Write out again only the lines running from the one that contains "Drop a pin on the black rear" to the end of the records below, including both the first and the last.

======== Task input ========

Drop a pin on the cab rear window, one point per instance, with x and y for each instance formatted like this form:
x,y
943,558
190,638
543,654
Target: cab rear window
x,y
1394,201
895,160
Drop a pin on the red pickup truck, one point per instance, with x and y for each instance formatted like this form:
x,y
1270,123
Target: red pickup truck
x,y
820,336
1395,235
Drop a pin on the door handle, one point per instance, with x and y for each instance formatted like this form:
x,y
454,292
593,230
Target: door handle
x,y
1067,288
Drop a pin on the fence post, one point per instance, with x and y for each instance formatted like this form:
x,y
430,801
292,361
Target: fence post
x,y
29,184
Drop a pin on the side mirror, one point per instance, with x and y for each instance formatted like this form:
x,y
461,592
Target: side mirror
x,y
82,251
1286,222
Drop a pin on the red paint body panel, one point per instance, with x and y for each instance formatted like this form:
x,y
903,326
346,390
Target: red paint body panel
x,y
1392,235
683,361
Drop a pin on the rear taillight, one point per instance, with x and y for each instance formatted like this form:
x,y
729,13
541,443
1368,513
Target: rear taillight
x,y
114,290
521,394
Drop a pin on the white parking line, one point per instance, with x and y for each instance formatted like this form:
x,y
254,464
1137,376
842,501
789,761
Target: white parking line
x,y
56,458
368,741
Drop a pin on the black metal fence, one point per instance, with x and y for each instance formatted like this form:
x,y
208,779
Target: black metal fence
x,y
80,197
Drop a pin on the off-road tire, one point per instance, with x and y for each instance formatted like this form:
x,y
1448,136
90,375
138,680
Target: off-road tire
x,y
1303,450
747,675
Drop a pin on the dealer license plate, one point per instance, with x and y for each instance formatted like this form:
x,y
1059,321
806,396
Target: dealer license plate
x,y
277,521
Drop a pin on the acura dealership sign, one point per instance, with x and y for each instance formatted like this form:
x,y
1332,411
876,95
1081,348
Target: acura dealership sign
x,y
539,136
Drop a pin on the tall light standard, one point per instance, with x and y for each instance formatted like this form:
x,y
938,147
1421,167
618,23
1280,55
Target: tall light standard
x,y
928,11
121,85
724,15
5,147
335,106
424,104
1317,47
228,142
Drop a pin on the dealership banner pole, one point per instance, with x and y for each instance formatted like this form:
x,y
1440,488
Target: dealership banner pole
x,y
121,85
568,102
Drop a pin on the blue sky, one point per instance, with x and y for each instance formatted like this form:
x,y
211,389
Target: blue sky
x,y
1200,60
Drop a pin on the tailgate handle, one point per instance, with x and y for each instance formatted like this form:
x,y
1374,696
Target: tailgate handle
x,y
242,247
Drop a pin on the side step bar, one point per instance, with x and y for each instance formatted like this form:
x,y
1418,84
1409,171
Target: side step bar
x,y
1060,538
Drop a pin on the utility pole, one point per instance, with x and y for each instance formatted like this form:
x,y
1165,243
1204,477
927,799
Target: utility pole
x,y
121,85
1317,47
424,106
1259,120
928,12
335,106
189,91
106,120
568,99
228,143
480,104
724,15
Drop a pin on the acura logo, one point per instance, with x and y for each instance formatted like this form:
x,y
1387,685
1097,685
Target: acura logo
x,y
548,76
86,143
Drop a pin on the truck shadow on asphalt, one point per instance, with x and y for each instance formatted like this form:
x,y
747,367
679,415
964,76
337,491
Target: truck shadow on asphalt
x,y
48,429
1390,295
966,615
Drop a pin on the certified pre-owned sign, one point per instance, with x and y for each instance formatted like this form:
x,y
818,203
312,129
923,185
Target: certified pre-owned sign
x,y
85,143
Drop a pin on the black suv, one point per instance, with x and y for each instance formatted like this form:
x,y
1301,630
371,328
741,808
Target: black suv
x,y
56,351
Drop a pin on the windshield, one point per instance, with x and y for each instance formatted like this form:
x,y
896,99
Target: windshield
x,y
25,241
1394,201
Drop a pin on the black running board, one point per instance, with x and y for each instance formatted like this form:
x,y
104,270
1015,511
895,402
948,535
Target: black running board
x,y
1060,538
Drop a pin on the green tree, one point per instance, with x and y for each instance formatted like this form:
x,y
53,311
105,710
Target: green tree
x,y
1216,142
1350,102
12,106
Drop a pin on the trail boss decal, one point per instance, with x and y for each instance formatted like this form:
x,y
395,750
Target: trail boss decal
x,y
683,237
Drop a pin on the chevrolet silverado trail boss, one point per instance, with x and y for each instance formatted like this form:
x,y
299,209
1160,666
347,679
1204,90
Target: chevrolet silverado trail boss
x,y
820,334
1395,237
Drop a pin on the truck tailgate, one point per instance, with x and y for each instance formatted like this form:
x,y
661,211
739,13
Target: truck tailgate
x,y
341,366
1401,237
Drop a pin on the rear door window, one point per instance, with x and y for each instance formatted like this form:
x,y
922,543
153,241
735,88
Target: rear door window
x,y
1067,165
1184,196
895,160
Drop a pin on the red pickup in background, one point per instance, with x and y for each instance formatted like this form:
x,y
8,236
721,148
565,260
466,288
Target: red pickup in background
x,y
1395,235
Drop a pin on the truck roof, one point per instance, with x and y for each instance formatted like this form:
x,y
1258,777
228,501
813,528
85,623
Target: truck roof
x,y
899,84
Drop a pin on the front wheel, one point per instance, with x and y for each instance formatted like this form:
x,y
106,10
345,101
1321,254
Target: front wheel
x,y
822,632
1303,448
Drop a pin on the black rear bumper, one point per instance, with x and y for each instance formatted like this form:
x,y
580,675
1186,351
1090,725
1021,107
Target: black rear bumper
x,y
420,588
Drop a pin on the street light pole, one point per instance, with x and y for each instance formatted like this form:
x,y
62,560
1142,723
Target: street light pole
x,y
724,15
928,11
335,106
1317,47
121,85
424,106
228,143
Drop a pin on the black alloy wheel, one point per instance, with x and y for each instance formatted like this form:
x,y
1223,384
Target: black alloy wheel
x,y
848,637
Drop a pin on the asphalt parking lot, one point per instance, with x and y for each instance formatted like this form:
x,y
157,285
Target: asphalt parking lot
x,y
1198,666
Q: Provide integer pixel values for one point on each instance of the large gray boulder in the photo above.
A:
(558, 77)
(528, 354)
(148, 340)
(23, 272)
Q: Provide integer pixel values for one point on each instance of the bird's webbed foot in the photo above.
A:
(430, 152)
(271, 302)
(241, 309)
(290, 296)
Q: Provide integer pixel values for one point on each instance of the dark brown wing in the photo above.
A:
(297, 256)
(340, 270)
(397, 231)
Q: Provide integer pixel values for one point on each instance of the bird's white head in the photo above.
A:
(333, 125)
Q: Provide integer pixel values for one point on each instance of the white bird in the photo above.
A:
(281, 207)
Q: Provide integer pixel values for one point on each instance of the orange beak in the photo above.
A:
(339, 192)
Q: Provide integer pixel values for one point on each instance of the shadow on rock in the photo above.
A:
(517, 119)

========

◆ Complete answer
Drop a pin on the black rear bumper, one point per instance, with x and y for each instance formatted like this form:
x,y
580,675
1186,351
1090,725
1021,107
Target: black rear bumper
x,y
420,588
Drop a pin on the street light pole, one point per instance, with x and y for each instance formatted like this form:
x,y
62,560
1142,723
Target: street light pole
x,y
724,15
928,11
335,106
1317,47
121,85
424,106
228,143
Drop a pin on the black alloy wheel, one point per instance, with x and y for each instance formatted like this form:
x,y
1223,384
Target: black alloy wheel
x,y
848,637
Drop a pin on the asphalt parking lot, one point per instance, with x and y for each instance formatted like this form:
x,y
157,285
Target: asphalt parking lot
x,y
1198,666
Q: Provide integer pixel values for one point on each instance of the large gray boulder in the photo above.
A:
(558, 77)
(528, 354)
(148, 340)
(23, 272)
Q: Provide integer pixel values for one point on each instance of the bird's webbed foot in the photo above.
A:
(430, 152)
(271, 302)
(241, 309)
(290, 296)
Q: Provide integer pixel values for one point on each instance of the dark brown wing in the photo above.
A:
(297, 256)
(340, 270)
(397, 231)
Q: Provide integer pixel values for one point on each instance of the bird's white head in the photo above.
A:
(333, 125)
Q: Provide integer pixel values for one point on each instance of the white bird in the photo above.
A:
(281, 207)
Q: Provide integer pixel values for one point on each instance of the orange beak in the photo above.
A:
(339, 192)
Q: Provide integer pixel values for one point on each instance of the shadow on rock in the photo above.
A:
(517, 119)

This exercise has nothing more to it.